__Task details__:
In full and without change, transcribe the records below.

(Data items)
--------------------------------

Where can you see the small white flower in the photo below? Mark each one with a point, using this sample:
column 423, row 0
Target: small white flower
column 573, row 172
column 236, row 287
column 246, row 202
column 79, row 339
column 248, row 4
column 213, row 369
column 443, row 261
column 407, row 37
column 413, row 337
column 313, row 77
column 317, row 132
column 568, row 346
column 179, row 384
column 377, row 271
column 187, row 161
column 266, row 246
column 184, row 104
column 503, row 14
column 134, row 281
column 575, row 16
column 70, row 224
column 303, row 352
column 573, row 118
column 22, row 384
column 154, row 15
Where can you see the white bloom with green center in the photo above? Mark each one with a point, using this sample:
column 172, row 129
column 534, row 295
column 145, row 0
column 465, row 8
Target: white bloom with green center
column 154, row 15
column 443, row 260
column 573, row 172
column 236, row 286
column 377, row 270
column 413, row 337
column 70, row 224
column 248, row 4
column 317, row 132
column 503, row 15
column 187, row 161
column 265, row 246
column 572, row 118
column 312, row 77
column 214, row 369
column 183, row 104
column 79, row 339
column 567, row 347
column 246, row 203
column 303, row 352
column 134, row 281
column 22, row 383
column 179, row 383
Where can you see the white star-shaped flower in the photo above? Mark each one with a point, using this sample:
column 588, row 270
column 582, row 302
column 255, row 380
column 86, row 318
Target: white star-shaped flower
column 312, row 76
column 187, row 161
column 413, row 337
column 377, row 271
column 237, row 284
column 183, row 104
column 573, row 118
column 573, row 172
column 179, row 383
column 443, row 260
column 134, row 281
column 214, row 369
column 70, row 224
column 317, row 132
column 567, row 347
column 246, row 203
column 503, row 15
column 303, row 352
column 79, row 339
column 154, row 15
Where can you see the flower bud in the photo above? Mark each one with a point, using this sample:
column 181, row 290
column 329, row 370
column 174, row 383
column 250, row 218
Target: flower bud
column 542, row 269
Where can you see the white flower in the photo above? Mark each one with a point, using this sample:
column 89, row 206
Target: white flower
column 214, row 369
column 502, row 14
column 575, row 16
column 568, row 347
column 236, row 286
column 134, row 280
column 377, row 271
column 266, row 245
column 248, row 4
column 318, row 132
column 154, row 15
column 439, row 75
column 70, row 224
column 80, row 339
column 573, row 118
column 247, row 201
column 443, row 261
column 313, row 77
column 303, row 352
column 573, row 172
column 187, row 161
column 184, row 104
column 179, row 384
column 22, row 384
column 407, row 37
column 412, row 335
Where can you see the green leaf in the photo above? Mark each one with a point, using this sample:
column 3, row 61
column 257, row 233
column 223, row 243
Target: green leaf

--------------------------------

__Answer space__:
Where can you see the small white flower in the photo below? Mark each one with a point, using this sample:
column 423, row 0
Target: small white flower
column 573, row 172
column 236, row 287
column 246, row 202
column 79, row 339
column 248, row 4
column 213, row 369
column 443, row 261
column 407, row 37
column 413, row 337
column 313, row 77
column 317, row 132
column 568, row 346
column 179, row 384
column 377, row 271
column 187, row 161
column 266, row 246
column 184, row 104
column 503, row 14
column 134, row 281
column 575, row 16
column 70, row 224
column 303, row 352
column 573, row 118
column 22, row 384
column 154, row 15
Where can you see the white bloom with green center in the photo above? Mark each one with a point, using this sample:
column 172, row 129
column 534, row 295
column 145, row 0
column 465, row 8
Target: white bloom with green center
column 154, row 15
column 443, row 260
column 573, row 172
column 236, row 286
column 377, row 270
column 413, row 337
column 70, row 224
column 248, row 4
column 317, row 132
column 503, row 15
column 187, row 161
column 265, row 246
column 572, row 118
column 312, row 77
column 214, row 369
column 183, row 104
column 79, row 339
column 567, row 347
column 246, row 203
column 303, row 352
column 134, row 281
column 22, row 383
column 179, row 383
Where can you see the white star-shaped flower in the photo above? Mark each one with a point, using this sample:
column 588, row 270
column 582, row 302
column 255, row 380
column 86, row 318
Target: white star-shaped flower
column 312, row 76
column 187, row 161
column 413, row 337
column 377, row 271
column 237, row 284
column 183, row 104
column 573, row 118
column 573, row 172
column 179, row 383
column 443, row 260
column 134, row 281
column 214, row 369
column 70, row 224
column 317, row 132
column 567, row 347
column 246, row 203
column 503, row 15
column 303, row 352
column 79, row 339
column 154, row 15
Where can you see the flower bud in the photo above? Mark each one with a point, using this sample:
column 181, row 290
column 329, row 370
column 174, row 383
column 250, row 218
Target: flower bud
column 542, row 269
Where can you see the white flower in the photo above? Mark each one with a point, using this sample:
column 89, row 206
Target: white flower
column 214, row 369
column 502, row 14
column 575, row 16
column 568, row 347
column 236, row 286
column 134, row 280
column 377, row 271
column 266, row 245
column 248, row 4
column 318, row 132
column 154, row 15
column 439, row 75
column 70, row 224
column 80, row 339
column 573, row 118
column 247, row 201
column 443, row 261
column 313, row 77
column 303, row 352
column 573, row 172
column 187, row 161
column 184, row 104
column 179, row 384
column 22, row 384
column 407, row 37
column 412, row 335
Where can you see the green leaf in the photo above? Mark each one with a point, using this sample:
column 3, row 61
column 257, row 233
column 223, row 243
Target: green leaf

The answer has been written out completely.